#### Available data
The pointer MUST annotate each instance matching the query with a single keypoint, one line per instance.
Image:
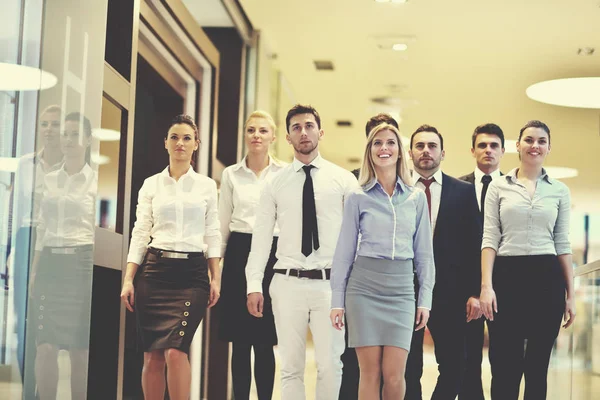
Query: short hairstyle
(535, 124)
(301, 109)
(381, 118)
(427, 128)
(186, 120)
(264, 115)
(367, 171)
(490, 129)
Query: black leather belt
(322, 274)
(174, 254)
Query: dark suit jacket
(457, 242)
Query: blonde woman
(374, 288)
(240, 190)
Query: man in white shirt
(456, 247)
(487, 149)
(306, 199)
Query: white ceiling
(469, 62)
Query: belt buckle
(171, 254)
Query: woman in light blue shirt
(526, 265)
(374, 286)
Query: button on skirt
(171, 297)
(380, 303)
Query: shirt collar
(480, 174)
(242, 164)
(438, 176)
(401, 186)
(512, 176)
(317, 162)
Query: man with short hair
(306, 198)
(456, 246)
(487, 148)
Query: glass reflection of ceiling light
(106, 135)
(570, 92)
(8, 164)
(510, 146)
(15, 77)
(100, 159)
(561, 172)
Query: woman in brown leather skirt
(175, 242)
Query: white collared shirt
(479, 185)
(29, 188)
(238, 199)
(177, 215)
(67, 210)
(436, 193)
(281, 202)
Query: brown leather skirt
(171, 296)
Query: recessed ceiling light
(561, 172)
(106, 135)
(510, 146)
(15, 77)
(570, 92)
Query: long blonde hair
(367, 171)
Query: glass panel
(109, 137)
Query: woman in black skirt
(527, 269)
(174, 244)
(240, 189)
(61, 276)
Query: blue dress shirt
(393, 227)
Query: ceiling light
(561, 172)
(15, 77)
(8, 164)
(106, 135)
(570, 92)
(510, 146)
(100, 159)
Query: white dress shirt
(67, 210)
(240, 192)
(177, 215)
(479, 185)
(281, 201)
(436, 193)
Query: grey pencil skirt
(380, 303)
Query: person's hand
(255, 302)
(488, 303)
(473, 309)
(337, 318)
(570, 313)
(215, 292)
(422, 318)
(128, 295)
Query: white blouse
(176, 215)
(240, 192)
(67, 209)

#### Work task
Your answer must consist only of the lines from the one with "Query: woman in brown leather skirt" through the final line of the entries, each retyped exactly.

#### Your response
Query: woman in brown leather skirt
(175, 242)
Query: white collared shirt
(479, 185)
(29, 188)
(238, 199)
(177, 215)
(67, 210)
(436, 193)
(281, 202)
Query: brown leather skirt
(171, 296)
Query: recessed ceiling light
(561, 172)
(106, 135)
(510, 146)
(15, 77)
(570, 92)
Query: long blonde hair
(367, 171)
Query: glass panel
(109, 137)
Query: woman in black skirt
(527, 269)
(174, 244)
(240, 189)
(61, 276)
Query: blue dress shirt
(393, 227)
Query: ceiling light
(561, 172)
(15, 77)
(8, 164)
(106, 135)
(570, 92)
(510, 146)
(100, 159)
Query: white dress shirt
(67, 210)
(240, 192)
(177, 215)
(479, 185)
(281, 201)
(436, 193)
Query: grey pencil skirt
(380, 303)
Query: person's hand
(255, 302)
(488, 303)
(473, 309)
(337, 318)
(570, 313)
(215, 292)
(422, 318)
(128, 295)
Query: white blouse
(176, 215)
(240, 192)
(67, 209)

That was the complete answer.